[DATA EXTRACTS]

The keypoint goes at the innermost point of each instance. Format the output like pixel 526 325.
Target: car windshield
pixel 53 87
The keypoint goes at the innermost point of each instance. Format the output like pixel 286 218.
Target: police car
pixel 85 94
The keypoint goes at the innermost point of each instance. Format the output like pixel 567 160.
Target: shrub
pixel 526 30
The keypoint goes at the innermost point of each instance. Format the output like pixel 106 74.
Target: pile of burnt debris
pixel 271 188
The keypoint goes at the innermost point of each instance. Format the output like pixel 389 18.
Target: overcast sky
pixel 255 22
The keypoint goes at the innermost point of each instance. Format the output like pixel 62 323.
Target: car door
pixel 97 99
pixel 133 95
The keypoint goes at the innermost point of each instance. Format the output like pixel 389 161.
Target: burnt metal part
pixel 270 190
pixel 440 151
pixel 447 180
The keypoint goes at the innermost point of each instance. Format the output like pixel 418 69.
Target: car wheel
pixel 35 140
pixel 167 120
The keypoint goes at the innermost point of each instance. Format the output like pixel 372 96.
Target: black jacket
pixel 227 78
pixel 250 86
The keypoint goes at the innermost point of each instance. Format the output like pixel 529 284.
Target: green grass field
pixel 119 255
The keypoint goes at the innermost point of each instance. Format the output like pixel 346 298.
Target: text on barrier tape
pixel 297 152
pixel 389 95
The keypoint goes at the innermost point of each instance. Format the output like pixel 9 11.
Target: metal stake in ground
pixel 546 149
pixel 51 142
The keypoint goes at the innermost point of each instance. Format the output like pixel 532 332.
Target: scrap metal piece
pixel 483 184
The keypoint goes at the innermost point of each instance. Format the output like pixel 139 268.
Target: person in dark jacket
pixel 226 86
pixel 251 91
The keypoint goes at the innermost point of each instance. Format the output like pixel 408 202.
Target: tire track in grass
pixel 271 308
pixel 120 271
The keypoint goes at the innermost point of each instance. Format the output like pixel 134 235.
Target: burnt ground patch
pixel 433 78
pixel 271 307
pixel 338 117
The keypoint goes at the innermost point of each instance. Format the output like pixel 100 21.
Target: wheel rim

[/DATA EXTRACTS]

TRY IT ::
Give the data again. Keep every line identical.

OUTPUT OF THE TASK ::
The keypoint goes at the innermost point of each instance. Format the output like pixel 526 325.
Target: car windshield
pixel 53 87
The keypoint goes at the innermost point of each instance. Format the output like pixel 286 218.
Target: police car
pixel 85 94
The keypoint goes at the innermost point of each instance. Format the output like pixel 567 160.
Target: shrub
pixel 526 30
The keypoint goes at the innermost point of each instance. Format the output like pixel 106 74.
Target: pile of burnt debris
pixel 271 188
The keypoint goes at the innermost point of each instance. Format the output like pixel 389 18.
Target: overcast sky
pixel 255 22
The keypoint goes at the innermost point of each instance. Format the output like pixel 62 323.
Target: car door
pixel 97 99
pixel 133 95
The keypoint goes at the innermost point of each instance. Format the output like pixel 389 161.
Target: burnt metal part
pixel 270 190
pixel 440 151
pixel 447 180
The keypoint goes at the innermost point of each instance. Format the output like pixel 418 69.
Target: car wheel
pixel 35 140
pixel 167 120
The keypoint goes at the innermost point of each instance. Format the output like pixel 372 96.
Target: black jacket
pixel 227 78
pixel 250 86
The keypoint goes at the innermost point of each instance. Format the output like pixel 529 284.
Target: green grass field
pixel 119 255
The keypoint goes at the innermost point of each instance. Format the output like pixel 346 298.
Target: text on barrier tape
pixel 297 152
pixel 389 95
The keypoint goes at the innermost point of each instance. Format the output like pixel 9 11.
Target: metal stake in ground
pixel 546 149
pixel 51 142
The keypoint goes at the innermost point of each instance. Format the output like pixel 532 332.
Target: scrap metal piece
pixel 483 184
The keypoint goes at the innermost point of each instance. Format the output like pixel 139 268.
Target: person in dark jacket
pixel 226 86
pixel 251 91
The keypoint goes at the innermost point of each instance. Format the output like pixel 408 202.
Target: tire track in grass
pixel 271 308
pixel 120 271
The keypoint goes at the innermost point of each instance. Format the output like pixel 134 235.
Target: burnt ground patch
pixel 433 78
pixel 271 307
pixel 338 117
The keypoint goes at the innermost point of each instance. Format the output like pixel 100 21.
Target: wheel rim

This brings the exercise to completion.